Task statement: Reproduce all of the material word for word.

Records shown:
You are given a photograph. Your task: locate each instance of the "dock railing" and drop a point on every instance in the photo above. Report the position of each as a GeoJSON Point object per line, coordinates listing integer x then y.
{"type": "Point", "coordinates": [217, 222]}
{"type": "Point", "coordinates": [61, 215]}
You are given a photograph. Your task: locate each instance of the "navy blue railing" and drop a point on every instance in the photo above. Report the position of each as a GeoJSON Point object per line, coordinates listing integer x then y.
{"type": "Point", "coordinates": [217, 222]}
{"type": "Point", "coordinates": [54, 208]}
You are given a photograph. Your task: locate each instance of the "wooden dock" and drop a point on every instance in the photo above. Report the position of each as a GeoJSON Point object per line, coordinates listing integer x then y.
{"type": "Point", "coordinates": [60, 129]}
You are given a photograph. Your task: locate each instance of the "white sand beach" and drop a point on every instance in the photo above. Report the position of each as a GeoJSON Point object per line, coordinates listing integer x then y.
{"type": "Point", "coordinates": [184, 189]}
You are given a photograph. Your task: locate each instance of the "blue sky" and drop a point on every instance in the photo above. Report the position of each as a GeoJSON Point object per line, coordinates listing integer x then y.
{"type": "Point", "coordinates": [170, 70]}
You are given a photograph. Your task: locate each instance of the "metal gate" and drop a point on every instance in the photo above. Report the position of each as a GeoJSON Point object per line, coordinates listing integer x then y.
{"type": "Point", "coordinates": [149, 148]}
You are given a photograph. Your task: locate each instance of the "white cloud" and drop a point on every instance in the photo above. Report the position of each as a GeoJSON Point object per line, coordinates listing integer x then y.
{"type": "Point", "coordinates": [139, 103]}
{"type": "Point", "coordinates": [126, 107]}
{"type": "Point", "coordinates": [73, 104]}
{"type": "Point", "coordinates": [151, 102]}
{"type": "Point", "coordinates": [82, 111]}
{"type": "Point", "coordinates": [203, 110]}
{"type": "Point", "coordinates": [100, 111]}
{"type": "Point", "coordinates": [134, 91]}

Task result:
You are given a photograph. Your task: locate each instance of the "dock railing" and drop a point on every instance in the photo above. Report the position of each as a GeoJSON Point object per line, coordinates listing integer x then y.
{"type": "Point", "coordinates": [217, 222]}
{"type": "Point", "coordinates": [61, 215]}
You are given a photograph. Your task: locate each instance of the "navy blue railing" and drop a point on every instance in the photo above. Report the position of each as a GeoJSON Point object per line, coordinates listing integer x then y.
{"type": "Point", "coordinates": [217, 222]}
{"type": "Point", "coordinates": [54, 208]}
You are given a photograph. Your task: locate each instance of the "wooden dock" and drop a point on every instance in the photo above. Report the position of each as a GeoJSON Point object per line, coordinates listing integer x then y.
{"type": "Point", "coordinates": [60, 129]}
You are given a photograph. Your task: locate each instance of the "white sand beach" and drop a point on every instance in the photo above. Report the position of each as a GeoJSON Point object per line, coordinates listing integer x then y.
{"type": "Point", "coordinates": [184, 189]}
You are given a photograph. Your task: locate each instance of the "blue sky" and drop a point on every instance in the photo above. Report the position of each as a GeoJSON Point object per line, coordinates listing integer x then y.
{"type": "Point", "coordinates": [170, 70]}
You are given a photograph. Your task: locate each instance of the "metal gate" and drop a point on every instance in the photo above. Report the position of each as a GeoJSON Point object per line, coordinates listing integer x then y.
{"type": "Point", "coordinates": [149, 148]}
You are given a photograph. Your task: locate each instance of the "white cloud" and drop a point on every instance in the photo above. Report the position of each as a GeoJSON Point object per line, coordinates listing integer x then y.
{"type": "Point", "coordinates": [139, 103]}
{"type": "Point", "coordinates": [126, 107]}
{"type": "Point", "coordinates": [73, 104]}
{"type": "Point", "coordinates": [151, 102]}
{"type": "Point", "coordinates": [82, 111]}
{"type": "Point", "coordinates": [203, 110]}
{"type": "Point", "coordinates": [100, 111]}
{"type": "Point", "coordinates": [134, 91]}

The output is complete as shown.